PROBLEM:
Copy word for word the lines in the material below, starting with the line that contains "Does the image above contain any rocky mountain" and going on through the end of the material.

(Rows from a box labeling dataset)

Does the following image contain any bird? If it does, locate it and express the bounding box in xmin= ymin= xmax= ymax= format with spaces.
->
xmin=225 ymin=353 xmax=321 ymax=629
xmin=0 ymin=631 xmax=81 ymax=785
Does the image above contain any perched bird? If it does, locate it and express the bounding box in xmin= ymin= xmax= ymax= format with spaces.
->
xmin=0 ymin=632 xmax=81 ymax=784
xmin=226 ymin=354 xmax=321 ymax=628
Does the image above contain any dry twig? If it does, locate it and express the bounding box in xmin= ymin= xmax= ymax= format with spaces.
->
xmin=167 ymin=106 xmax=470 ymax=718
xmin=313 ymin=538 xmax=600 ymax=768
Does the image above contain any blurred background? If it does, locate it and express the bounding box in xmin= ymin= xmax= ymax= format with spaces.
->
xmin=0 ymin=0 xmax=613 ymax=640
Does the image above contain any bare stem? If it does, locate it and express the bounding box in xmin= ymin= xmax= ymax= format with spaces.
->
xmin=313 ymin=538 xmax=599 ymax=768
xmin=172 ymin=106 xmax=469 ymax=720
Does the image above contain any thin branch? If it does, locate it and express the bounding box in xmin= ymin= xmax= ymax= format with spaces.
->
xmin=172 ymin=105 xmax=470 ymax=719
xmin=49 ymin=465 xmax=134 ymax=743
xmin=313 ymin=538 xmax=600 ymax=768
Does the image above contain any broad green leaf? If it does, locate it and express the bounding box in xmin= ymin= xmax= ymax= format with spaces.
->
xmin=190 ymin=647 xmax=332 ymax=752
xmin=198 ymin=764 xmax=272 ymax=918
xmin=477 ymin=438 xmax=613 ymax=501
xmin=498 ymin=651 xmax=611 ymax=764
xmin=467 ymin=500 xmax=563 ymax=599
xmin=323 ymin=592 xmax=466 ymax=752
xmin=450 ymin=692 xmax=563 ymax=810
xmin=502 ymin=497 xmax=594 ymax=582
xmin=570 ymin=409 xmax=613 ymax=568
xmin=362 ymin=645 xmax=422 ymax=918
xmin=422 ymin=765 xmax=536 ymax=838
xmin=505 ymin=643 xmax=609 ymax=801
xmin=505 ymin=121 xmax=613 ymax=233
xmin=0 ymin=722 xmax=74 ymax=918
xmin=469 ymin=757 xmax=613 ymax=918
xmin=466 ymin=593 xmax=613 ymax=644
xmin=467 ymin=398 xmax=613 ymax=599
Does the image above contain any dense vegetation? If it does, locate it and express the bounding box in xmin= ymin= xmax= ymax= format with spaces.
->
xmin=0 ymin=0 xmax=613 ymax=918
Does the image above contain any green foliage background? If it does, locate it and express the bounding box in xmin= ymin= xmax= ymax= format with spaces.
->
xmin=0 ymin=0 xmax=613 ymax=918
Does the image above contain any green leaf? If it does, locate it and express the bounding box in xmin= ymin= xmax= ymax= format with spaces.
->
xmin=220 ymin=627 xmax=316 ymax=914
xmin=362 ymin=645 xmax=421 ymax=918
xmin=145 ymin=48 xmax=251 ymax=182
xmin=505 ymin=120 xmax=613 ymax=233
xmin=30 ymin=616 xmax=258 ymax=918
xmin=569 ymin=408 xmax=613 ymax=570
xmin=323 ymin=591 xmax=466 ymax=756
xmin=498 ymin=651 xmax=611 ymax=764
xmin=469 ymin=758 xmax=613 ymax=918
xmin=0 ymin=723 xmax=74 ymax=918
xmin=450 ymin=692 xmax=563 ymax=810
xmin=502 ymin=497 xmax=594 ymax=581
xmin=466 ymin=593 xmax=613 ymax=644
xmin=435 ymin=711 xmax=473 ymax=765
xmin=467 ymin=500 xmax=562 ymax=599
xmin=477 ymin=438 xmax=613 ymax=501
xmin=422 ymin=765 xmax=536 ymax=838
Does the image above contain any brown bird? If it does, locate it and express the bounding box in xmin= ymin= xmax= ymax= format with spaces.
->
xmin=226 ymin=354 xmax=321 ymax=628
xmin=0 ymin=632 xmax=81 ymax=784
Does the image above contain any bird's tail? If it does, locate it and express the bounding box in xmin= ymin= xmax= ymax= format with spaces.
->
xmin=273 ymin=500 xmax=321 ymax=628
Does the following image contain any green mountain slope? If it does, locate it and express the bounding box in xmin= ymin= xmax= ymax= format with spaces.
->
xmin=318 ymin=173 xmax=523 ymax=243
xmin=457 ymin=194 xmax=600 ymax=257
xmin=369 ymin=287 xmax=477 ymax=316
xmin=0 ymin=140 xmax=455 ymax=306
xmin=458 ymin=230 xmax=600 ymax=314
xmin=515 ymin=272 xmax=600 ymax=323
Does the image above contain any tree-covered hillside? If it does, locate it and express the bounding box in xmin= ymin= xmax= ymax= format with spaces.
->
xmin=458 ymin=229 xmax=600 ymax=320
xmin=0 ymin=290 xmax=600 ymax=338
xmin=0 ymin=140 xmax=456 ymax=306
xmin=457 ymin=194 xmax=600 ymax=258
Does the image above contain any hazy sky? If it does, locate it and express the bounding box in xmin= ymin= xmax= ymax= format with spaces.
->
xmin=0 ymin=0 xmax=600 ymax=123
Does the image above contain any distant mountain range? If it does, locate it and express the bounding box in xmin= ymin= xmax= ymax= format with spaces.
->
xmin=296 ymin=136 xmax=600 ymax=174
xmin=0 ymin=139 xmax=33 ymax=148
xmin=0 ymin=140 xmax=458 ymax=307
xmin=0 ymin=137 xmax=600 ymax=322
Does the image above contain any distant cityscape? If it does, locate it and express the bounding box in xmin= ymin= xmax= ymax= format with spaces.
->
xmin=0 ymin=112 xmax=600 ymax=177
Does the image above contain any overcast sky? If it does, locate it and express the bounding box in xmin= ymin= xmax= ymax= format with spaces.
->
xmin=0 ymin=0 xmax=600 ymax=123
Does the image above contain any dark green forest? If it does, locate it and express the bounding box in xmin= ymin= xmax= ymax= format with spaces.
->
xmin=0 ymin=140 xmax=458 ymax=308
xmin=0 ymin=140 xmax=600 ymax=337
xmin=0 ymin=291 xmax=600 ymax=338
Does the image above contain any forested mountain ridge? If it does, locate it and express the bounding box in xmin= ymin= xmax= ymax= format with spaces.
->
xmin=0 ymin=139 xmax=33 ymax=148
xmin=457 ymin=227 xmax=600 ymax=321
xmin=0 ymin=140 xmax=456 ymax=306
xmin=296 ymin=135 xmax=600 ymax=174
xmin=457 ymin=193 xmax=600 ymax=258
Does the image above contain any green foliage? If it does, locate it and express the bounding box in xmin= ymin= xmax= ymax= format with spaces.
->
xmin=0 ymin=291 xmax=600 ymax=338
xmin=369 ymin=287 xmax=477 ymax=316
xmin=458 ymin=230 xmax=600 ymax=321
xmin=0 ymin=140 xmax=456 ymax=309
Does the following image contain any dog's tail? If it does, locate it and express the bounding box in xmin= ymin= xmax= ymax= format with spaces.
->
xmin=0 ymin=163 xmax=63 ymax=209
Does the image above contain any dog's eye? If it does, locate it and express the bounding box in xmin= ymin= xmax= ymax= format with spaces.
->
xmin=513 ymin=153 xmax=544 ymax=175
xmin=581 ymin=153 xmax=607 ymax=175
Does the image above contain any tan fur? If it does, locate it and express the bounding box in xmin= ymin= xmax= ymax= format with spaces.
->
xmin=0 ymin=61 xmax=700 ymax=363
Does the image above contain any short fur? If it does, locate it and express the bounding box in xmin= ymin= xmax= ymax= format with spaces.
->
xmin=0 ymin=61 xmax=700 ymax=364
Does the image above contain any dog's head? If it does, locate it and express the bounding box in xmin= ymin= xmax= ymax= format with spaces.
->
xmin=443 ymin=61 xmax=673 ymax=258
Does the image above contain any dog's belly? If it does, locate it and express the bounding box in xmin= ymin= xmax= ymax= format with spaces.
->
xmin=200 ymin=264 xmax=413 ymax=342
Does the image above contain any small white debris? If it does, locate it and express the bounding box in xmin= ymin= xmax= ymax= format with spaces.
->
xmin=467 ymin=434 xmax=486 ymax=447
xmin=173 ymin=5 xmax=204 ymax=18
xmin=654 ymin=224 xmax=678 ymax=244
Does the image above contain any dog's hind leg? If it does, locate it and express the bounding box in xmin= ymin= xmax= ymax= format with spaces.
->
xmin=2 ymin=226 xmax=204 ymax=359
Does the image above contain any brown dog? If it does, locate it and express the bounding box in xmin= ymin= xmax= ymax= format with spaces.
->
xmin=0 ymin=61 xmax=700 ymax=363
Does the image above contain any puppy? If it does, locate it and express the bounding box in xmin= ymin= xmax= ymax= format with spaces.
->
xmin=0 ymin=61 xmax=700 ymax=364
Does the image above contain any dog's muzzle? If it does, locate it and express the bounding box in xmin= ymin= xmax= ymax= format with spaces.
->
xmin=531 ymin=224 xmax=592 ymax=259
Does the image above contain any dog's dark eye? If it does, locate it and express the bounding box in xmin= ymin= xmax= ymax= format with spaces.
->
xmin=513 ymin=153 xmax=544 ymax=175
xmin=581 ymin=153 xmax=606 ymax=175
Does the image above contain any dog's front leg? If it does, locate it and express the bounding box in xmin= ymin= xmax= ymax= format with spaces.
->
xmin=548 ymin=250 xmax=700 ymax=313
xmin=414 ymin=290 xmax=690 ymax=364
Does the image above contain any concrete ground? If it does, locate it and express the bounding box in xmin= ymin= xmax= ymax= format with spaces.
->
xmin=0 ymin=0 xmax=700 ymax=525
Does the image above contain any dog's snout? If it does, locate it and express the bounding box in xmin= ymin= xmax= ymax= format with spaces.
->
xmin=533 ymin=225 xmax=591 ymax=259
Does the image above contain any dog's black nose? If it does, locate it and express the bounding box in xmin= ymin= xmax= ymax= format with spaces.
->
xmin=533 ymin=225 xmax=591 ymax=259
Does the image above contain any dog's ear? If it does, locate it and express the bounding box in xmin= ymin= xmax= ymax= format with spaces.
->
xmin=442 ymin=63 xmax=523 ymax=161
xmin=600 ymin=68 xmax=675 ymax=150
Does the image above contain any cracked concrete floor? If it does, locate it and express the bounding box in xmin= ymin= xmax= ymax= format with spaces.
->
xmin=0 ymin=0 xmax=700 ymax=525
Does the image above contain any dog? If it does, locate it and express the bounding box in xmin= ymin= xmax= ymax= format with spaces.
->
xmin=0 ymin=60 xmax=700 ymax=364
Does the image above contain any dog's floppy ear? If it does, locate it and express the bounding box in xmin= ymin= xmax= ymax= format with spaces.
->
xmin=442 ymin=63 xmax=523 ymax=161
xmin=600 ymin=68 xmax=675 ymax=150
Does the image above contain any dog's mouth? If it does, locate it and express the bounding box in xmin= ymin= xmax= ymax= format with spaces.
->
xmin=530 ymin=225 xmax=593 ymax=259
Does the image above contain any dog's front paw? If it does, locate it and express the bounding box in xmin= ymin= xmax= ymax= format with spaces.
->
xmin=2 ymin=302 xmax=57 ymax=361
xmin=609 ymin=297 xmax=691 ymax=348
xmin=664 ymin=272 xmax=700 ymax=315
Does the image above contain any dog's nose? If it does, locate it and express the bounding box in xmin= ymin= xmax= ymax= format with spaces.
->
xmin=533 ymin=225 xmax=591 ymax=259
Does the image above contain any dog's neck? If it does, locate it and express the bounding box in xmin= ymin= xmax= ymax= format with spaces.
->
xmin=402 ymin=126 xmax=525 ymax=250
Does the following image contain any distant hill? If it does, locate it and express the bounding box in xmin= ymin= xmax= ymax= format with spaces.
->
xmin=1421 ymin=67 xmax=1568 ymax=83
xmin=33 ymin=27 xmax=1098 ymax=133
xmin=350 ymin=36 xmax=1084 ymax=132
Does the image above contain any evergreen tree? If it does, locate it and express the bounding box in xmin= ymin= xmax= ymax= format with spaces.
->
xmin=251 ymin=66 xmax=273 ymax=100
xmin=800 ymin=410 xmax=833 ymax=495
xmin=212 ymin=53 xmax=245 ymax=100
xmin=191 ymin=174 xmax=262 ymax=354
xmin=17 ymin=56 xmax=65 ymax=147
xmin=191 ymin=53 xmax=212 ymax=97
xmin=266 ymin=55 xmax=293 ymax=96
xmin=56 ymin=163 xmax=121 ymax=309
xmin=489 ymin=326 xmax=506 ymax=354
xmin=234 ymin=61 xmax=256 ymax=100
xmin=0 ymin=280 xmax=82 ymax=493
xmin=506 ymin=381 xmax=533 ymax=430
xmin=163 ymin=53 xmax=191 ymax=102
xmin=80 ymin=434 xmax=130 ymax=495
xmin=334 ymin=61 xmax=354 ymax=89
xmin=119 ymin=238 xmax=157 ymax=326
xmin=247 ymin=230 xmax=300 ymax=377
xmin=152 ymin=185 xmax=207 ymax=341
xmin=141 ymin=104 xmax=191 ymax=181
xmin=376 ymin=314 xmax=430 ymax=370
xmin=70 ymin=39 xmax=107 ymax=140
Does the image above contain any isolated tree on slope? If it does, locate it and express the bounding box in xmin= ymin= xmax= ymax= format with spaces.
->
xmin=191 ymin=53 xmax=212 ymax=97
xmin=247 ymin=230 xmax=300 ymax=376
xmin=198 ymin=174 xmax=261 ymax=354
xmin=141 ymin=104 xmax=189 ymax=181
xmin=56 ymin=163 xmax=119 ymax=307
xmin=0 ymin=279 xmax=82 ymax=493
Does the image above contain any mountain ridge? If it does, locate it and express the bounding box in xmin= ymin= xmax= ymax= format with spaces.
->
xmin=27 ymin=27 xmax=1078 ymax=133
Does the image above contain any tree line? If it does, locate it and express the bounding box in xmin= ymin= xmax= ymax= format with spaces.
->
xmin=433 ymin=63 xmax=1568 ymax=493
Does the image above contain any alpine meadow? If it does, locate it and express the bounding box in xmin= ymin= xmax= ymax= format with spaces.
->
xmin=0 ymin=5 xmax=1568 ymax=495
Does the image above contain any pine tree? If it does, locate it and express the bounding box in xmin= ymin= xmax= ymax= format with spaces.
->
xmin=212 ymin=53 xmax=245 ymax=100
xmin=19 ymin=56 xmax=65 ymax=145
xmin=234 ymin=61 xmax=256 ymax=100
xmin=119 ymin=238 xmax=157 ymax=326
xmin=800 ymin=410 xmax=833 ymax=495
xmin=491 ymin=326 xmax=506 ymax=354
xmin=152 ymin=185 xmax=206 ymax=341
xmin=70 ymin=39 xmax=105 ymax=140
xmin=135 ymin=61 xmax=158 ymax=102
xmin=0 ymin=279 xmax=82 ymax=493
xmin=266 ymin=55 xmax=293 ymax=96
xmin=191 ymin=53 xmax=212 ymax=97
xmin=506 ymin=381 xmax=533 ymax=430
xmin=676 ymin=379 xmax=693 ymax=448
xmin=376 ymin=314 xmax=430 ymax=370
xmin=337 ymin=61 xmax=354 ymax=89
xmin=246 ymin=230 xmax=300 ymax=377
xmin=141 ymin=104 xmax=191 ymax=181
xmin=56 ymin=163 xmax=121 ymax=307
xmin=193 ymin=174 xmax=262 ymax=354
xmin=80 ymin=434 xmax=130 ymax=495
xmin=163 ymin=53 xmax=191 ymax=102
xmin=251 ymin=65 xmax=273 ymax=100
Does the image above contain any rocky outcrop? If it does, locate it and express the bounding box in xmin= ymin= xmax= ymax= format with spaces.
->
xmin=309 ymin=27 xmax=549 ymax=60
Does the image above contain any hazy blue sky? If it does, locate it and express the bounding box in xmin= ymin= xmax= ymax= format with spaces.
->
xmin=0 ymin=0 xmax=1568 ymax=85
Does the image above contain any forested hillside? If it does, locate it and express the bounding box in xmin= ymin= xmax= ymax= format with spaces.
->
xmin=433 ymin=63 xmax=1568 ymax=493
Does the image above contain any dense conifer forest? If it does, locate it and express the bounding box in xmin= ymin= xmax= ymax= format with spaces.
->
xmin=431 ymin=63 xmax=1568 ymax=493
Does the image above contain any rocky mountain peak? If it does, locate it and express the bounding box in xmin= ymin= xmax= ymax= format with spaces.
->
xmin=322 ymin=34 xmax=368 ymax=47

OUTPUT OF THE TASK:
Does the image above contain any rocky mountain peak? If it does, locate it and express the bounding box in xmin= ymin= xmax= ymax= format with spaces.
->
xmin=322 ymin=34 xmax=368 ymax=47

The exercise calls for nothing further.